◆ EXERCISE:
Could you rewrite all of the data below as a JSON list of strings, with one string per line and blank lines left out?

◆ EXTRACTED ENTRIES:
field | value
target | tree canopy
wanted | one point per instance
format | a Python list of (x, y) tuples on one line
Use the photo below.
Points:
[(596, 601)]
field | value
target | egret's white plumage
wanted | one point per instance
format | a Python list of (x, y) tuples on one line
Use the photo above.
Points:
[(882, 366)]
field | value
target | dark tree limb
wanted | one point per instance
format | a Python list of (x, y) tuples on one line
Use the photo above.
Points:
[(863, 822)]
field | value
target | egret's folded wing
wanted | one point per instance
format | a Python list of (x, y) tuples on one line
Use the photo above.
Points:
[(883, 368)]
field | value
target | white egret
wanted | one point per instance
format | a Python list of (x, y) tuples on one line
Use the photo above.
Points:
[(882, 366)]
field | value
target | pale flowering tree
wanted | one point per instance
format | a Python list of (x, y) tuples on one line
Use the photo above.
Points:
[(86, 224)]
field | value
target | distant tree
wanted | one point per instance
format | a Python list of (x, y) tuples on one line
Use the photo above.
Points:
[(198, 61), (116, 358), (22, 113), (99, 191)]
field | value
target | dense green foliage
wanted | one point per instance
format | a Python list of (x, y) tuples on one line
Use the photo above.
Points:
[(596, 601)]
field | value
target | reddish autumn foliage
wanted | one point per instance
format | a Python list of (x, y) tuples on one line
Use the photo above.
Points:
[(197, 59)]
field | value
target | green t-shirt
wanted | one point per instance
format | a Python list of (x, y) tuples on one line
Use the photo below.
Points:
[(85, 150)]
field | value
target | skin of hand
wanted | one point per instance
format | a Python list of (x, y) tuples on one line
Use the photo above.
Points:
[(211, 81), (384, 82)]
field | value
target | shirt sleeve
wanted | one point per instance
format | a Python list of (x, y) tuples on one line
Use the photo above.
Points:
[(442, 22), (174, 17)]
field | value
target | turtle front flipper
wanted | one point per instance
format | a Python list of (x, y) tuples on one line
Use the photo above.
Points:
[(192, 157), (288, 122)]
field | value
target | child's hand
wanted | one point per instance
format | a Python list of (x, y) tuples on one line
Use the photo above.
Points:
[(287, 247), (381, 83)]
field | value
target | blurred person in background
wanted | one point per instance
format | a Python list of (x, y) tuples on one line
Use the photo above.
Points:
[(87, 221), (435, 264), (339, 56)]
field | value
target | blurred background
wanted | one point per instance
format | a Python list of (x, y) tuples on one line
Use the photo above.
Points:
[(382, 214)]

◆ THE COMPLETED TASK:
[
  "field | value",
  "target | tree canopy",
  "wanted | one point per instance",
  "format | a Python list of (x, y) tuples on one line",
  "Use the photo below.",
  "Points:",
  "[(596, 601)]",
  "field | value",
  "target | egret's white plumage",
  "wanted | one point per instance",
  "format | a Python list of (x, y) tuples on one line",
  "Use the photo above.",
  "Points:",
  "[(882, 366)]",
  "field | value",
  "target | dark tree limb",
  "wanted | one point per instance",
  "format | a Python list of (x, y) tuples on one line",
  "Use the photo above.",
  "Points:",
  "[(863, 822)]",
  "field | value",
  "target | egret's folded wing",
  "wanted | one point per instance",
  "format | a Python list of (x, y) tuples on one line",
  "Use the photo above.",
  "Points:",
  "[(883, 368)]",
  "field | value",
  "target | white egret",
  "wanted | one point per instance",
  "format | a Python list of (x, y) tuples on one line",
  "Use the photo above.",
  "Points:",
  "[(882, 366)]",
  "field | value",
  "target | pale flowering tree",
  "wanted | one point per instance",
  "format | a Python list of (x, y) tuples on one line",
  "Use the photo above.",
  "Points:",
  "[(86, 224)]",
  "field | value",
  "target | distant tree",
  "wanted | one point per instance",
  "format | a Python list of (x, y) tuples on one line",
  "Use the photo above.",
  "Points:",
  "[(198, 61), (116, 358), (22, 113), (99, 191)]",
  "field | value",
  "target | dense green foliage",
  "wanted | one point per instance",
  "format | a Python list of (x, y) tuples on one line",
  "Use the photo above.",
  "Points:",
  "[(596, 601)]",
  "field | value",
  "target | reddish autumn foliage",
  "wanted | one point per instance",
  "format | a Python list of (x, y) tuples on one line",
  "Use the photo above.",
  "Points:",
  "[(197, 59)]",
  "field | value",
  "target | green t-shirt",
  "wanted | one point per instance",
  "format | a Python list of (x, y) tuples on one line",
  "Use the photo below.",
  "Points:",
  "[(85, 150)]",
  "field | value",
  "target | skin of hand",
  "wanted | one point per instance",
  "format | a Python list of (x, y) tuples on one line",
  "Use the photo above.",
  "Points:",
  "[(211, 81), (384, 82)]",
  "field | value",
  "target | shirt sleeve",
  "wanted | one point per instance",
  "format | a Python list of (x, y) tuples on one line",
  "Use the photo above.",
  "Points:",
  "[(442, 22), (174, 17)]",
  "field | value",
  "target | turtle front flipper",
  "wanted | one point per instance",
  "format | a Python list of (x, y) tuples on one line",
  "Use the photo above.",
  "Points:",
  "[(192, 157), (288, 122)]",
  "field | value",
  "target | child's hand",
  "wanted | one point per instance",
  "format | a Python list of (x, y) tuples on one line",
  "Use the photo above.",
  "Points:",
  "[(287, 247), (381, 83)]",
  "field | value",
  "target | blurred person in background",
  "wanted | one point per instance",
  "format | a Python list of (x, y) tuples on one line",
  "Use the photo above.",
  "Points:",
  "[(87, 221), (435, 264), (339, 56)]",
  "field | value",
  "target | blurred background",
  "wanted | one point per instance",
  "format | a Python list of (x, y) tuples on one line",
  "Use the photo above.",
  "Points:",
  "[(382, 214)]"
]